[Referring expression pointing data]
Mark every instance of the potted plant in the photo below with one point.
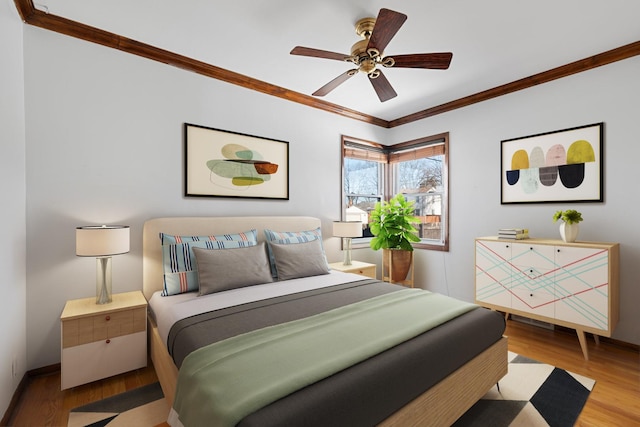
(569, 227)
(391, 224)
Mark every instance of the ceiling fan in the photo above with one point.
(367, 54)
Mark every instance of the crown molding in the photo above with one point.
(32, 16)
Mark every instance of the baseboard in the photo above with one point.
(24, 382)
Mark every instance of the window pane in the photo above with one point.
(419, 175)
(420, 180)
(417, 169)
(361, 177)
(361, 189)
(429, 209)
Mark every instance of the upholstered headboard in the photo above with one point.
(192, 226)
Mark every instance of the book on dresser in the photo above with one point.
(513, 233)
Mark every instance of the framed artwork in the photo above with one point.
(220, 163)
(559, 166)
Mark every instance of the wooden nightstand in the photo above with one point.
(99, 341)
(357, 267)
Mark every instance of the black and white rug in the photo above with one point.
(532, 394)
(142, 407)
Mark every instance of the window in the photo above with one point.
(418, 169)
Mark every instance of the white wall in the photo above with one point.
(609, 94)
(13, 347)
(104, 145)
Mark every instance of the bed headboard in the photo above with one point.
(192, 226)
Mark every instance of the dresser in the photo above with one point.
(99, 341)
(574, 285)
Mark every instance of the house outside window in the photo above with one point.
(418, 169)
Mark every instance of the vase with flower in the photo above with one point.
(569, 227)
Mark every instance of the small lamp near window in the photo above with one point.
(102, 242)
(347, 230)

§ **TASK ITEM**: Every entry above is to be printed again exactly, pictures omitted.

§ **TASK ANSWER**:
Mark every instance of the potted plant in the photo below with one point.
(569, 227)
(391, 224)
Mark every instance of the ceiling fan in the photo above with one point.
(367, 54)
Mark every instance of the crown molding in the photo above with one point.
(32, 16)
Mark every instance of the baseboard in the photo above with one point.
(24, 382)
Mark every instance of the window pane in the photo above with one point.
(419, 175)
(420, 180)
(417, 169)
(361, 177)
(361, 189)
(429, 209)
Mark every instance of the upholstered headboard in the photo above with one point.
(192, 226)
Mark every instance of the book on dresser in the photo above with one point.
(513, 233)
Mark every instance of the framed artwork in the photo above with one point.
(220, 163)
(559, 166)
Mark every instance of the wooden nightstand in the photo above with one point.
(99, 341)
(357, 267)
Mark every instance of the black and white rug in the photo above with one point.
(532, 394)
(142, 407)
Mark every instance of the window in the photo above with one point.
(418, 169)
Mark every instance of the white wall in the photo above with one point.
(609, 94)
(13, 347)
(104, 145)
Mark every instance of the bed headboard in the photo above with one point.
(192, 226)
Mark every instance of the dresser in the photo above with one point.
(99, 341)
(574, 285)
Mark every instance of the house outside window in the photo above with one point.
(418, 169)
Mark every instance of the vase with flower in the photo above with one point.
(569, 227)
Mark every instance of the small lamp near window in the photo above with one point.
(102, 242)
(347, 230)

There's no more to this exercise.